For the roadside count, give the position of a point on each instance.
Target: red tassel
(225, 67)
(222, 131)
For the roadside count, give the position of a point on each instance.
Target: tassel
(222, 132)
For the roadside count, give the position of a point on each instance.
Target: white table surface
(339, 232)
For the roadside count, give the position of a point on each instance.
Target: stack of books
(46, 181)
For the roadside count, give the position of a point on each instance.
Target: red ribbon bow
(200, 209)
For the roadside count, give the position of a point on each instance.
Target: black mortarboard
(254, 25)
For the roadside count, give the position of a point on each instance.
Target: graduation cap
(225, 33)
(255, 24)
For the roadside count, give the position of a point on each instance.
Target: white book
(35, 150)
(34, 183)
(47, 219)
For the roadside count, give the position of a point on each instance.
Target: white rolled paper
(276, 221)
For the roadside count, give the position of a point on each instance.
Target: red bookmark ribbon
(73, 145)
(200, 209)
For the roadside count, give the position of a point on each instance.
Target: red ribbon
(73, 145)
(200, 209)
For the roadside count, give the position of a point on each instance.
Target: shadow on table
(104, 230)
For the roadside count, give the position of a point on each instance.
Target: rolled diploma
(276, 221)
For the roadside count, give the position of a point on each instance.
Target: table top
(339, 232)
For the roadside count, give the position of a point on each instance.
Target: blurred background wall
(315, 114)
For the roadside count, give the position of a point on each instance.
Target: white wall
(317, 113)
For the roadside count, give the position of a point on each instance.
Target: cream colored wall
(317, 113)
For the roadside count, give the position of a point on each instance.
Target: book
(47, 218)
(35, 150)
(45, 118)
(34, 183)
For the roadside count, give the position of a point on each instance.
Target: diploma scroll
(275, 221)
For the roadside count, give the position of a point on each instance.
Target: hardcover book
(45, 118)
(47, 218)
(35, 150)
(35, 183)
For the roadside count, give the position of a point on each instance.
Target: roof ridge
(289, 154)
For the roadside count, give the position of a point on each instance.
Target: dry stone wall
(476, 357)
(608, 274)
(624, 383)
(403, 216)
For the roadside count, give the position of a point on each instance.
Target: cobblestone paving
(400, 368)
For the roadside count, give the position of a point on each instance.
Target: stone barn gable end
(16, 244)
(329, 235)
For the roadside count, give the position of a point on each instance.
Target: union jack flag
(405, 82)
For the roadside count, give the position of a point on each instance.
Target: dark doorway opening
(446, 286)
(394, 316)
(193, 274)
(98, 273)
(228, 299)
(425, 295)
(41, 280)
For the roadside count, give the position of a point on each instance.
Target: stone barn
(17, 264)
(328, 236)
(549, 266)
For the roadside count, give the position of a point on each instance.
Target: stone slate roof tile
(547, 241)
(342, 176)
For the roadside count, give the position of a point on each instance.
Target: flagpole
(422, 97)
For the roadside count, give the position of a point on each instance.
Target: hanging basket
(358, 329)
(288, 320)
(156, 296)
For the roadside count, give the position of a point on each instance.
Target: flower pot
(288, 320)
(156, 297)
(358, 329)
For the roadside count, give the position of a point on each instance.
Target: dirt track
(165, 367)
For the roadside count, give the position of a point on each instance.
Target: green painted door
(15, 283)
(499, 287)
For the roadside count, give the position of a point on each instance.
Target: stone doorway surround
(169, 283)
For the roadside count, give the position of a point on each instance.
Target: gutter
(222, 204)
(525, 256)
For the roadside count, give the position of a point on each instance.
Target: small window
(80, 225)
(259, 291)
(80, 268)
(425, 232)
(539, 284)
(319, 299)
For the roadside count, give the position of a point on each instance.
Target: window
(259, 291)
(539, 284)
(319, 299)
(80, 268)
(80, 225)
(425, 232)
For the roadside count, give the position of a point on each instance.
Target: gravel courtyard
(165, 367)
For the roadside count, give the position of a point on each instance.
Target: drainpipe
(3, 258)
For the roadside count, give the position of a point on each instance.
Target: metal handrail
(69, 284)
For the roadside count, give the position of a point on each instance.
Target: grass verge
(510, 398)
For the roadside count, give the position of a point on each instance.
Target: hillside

What the task requires> Please restate every record shown above, word for word.

Result>
For the roadside count, give the position of a point on each instance.
Target: red tassel
(225, 67)
(222, 131)
For the roadside count, give the position of a point on each instance.
Target: tassel
(222, 132)
For the roadside count, give the position of a point on each instance.
Target: white table surface
(339, 232)
For the roadside count, give the position of a point on each instance.
Target: stack of books
(46, 181)
For the roadside count, give the position of a point on each instance.
Target: red ribbon bow
(200, 209)
For the roadside count, give the position of a point on each instance.
Target: black mortarboard
(254, 25)
For the roadside count, give the position of a point on each instance.
Target: graduation cap
(225, 33)
(255, 24)
For the roadside count, give the position of a point on each instance.
Target: white book
(35, 150)
(34, 183)
(47, 219)
For the roadside count, give the position of a point on each instance.
Target: white rolled paper
(276, 221)
For the roadside count, give the position of a point on each instance.
Target: red bookmark ribbon
(73, 145)
(200, 209)
For the roadside count, give the position of a point on each instance.
Target: red ribbon
(73, 145)
(200, 209)
For the roadside count, give the position of a point on each instance.
Target: shadow on table
(104, 230)
For the roadside count, give the position of a point on each instance.
Target: rolled diploma
(276, 221)
For the roadside count, give the position of a point on each instance.
Target: table top
(339, 232)
For the roadside count, give the position of a point on each instance.
Target: blurred background wall
(315, 114)
For the roadside count, give the position of a point on each instance.
Target: white wall
(317, 113)
For the roadside count, give the position of a point on each instance.
Target: cream colored wall
(317, 113)
For the roadside count, give the position of a point on each instance.
Target: book
(47, 218)
(35, 150)
(45, 118)
(34, 183)
For the roadside count, give the position of a point on each instance.
Target: diploma scroll
(275, 221)
For the roadside count, give the position of a point on each instance.
Target: hardcover book
(45, 118)
(47, 218)
(35, 150)
(35, 183)
For the roadside count, give the position of a point on each instance.
Target: roof ridge
(289, 154)
For the roadside count, give the position of a point on each instance.
Target: dry stone wall
(476, 357)
(608, 274)
(624, 383)
(403, 216)
For the roadside count, give the position of a point on each instance.
Target: cobblestone paving
(400, 368)
For the roadside count, give the position of a point on each instance.
Target: stone barn gable end
(16, 244)
(329, 235)
For the roadside count, give the position of a point on each instance.
Target: union jack flag
(405, 82)
For the roadside count, give the position of a point on each instance.
Target: dark doorway opening
(446, 286)
(394, 316)
(193, 274)
(98, 273)
(228, 299)
(425, 295)
(41, 280)
For the roadside count, give the position of a point on each instance.
Target: stone barn
(17, 264)
(328, 236)
(549, 266)
For the roadside count, give the position of a point on each instance.
Target: stone slate roof tile
(547, 241)
(342, 176)
For the roadside count, give the position of a point on each instance.
Target: flagpole
(422, 97)
For the roadside count, give the position of a point on each instance.
Target: hanging basket
(358, 329)
(288, 320)
(156, 296)
For the roadside count, give the position of a point on each instance.
Target: flower pot
(288, 320)
(156, 297)
(358, 329)
For the roadside count, give the position of a point on each instance.
Target: dirt track
(165, 367)
For the roadside count, give the position of a point on each instance.
Target: green painted door
(15, 283)
(499, 287)
For the roadside count, give the position of a point on each instance.
Target: stone doorway surround
(169, 283)
For the roadside count, give the position of a point on each instance.
Target: gutter
(222, 204)
(525, 256)
For the roadside count, give the position of a point on each instance.
Target: small window
(80, 225)
(259, 291)
(80, 268)
(425, 232)
(539, 284)
(319, 299)
For the roadside count, give the position of a point on each instance.
Target: window
(259, 291)
(539, 284)
(319, 299)
(80, 268)
(80, 225)
(425, 232)
For the roadside count, give the position of a point on each instance.
Target: gravel courtyard
(165, 367)
For the roadside count, give the position of a point on each instance.
Target: drainpipe
(3, 258)
For the roadside count, give the position of a point on each instance.
Target: metal handrail
(69, 284)
For the roadside count, give the position of a point on each instance.
Target: grass verge
(510, 398)
For the roadside count, give the position of a point on each instance.
Target: hillside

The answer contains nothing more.